(Beginning of MATERIAL FOR THIS EXERCISE)
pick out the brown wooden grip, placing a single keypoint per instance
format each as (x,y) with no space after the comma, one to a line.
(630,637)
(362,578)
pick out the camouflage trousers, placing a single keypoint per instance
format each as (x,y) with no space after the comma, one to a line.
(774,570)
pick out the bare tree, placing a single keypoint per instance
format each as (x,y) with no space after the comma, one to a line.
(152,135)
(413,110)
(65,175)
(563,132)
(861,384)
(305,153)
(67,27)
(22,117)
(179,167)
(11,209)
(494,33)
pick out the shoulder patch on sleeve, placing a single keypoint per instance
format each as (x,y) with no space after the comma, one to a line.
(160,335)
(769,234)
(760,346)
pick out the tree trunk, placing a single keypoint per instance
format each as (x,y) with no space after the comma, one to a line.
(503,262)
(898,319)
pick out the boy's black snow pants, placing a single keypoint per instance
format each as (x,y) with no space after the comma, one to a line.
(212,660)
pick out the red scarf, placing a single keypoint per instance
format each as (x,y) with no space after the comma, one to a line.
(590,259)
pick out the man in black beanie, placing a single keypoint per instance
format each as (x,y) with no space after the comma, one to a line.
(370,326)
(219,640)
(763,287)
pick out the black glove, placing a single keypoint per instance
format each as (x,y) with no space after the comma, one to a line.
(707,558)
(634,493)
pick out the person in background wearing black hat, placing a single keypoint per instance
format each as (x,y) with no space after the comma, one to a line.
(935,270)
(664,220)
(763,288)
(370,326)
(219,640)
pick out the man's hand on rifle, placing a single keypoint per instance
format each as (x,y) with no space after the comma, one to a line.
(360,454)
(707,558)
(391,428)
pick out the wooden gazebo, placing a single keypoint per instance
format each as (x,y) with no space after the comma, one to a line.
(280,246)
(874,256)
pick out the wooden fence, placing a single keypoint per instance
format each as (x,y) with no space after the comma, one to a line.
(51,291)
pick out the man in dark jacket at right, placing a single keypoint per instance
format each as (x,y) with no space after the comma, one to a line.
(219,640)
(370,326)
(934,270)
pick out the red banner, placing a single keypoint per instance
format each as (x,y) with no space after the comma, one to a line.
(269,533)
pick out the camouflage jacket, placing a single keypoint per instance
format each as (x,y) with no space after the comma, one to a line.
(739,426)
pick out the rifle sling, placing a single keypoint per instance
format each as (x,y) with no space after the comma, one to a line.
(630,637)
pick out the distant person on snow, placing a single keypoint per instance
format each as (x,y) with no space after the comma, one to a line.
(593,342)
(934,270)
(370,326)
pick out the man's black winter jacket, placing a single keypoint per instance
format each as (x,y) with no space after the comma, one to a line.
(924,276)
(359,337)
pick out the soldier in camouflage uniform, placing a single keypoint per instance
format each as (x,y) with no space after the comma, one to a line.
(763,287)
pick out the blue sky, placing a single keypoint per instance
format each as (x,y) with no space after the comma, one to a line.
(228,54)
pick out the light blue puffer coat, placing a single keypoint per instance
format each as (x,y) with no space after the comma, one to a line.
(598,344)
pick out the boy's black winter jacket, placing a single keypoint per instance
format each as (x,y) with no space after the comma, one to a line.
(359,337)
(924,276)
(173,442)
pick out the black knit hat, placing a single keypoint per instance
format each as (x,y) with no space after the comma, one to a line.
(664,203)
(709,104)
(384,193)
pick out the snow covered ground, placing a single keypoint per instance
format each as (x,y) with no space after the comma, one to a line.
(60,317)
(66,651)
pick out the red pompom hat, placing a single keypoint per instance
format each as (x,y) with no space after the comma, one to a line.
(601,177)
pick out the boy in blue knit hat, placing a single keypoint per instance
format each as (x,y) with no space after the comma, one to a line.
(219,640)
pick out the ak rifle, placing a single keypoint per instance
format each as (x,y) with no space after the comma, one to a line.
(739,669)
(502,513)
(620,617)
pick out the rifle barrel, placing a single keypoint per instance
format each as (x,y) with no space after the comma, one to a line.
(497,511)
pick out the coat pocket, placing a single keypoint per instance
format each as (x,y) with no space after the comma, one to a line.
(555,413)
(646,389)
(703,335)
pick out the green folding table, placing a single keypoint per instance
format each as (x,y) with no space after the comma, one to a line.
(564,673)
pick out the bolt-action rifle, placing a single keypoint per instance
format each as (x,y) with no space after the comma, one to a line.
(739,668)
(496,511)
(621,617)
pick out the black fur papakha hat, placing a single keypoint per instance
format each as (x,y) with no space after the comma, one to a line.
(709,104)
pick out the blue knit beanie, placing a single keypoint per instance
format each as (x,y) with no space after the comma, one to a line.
(End of MATERIAL FOR THIS EXERCISE)
▶ _PROBLEM TO WORK ON_:
The lines you need are those with the word "black"; list them from the entries.

▶ _WORKED SOLUTION_:
pick out the boy's black snow pants, placing a single keypoint per instance
pick out the man in black beanie, placing a single keypoint per instance
pick out the black glove, placing a single keypoint per instance
pick out the person in background wearing black hat, placing a single keypoint per instance
pick out the man's black winter jacket, placing a single keypoint per instance
pick out the boy's black winter jacket, placing a single keypoint per instance
pick out the black knit hat, placing a single keypoint per instance
pick out the black fur papakha hat, placing a single keypoint per instance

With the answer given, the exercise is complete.